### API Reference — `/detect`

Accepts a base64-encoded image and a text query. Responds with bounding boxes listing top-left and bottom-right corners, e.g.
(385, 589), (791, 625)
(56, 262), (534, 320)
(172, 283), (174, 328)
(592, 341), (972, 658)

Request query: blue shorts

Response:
※
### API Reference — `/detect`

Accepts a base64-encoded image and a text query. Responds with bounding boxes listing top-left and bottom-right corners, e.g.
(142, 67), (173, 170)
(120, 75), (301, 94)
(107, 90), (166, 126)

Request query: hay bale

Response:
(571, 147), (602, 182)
※
— What is needed —
List each line of the material above that contains the string "query".

— Exercise output —
Accepts a base64-encoded image and a text query. Responds with bounding boxes listing top-left and bottom-right corners, e.g.
Request query: blue shorts
Accepts a base64-encoded image and a text query. Responds with bounding boxes listing top-left and bottom-right corners, e.g.
Request query: hay bale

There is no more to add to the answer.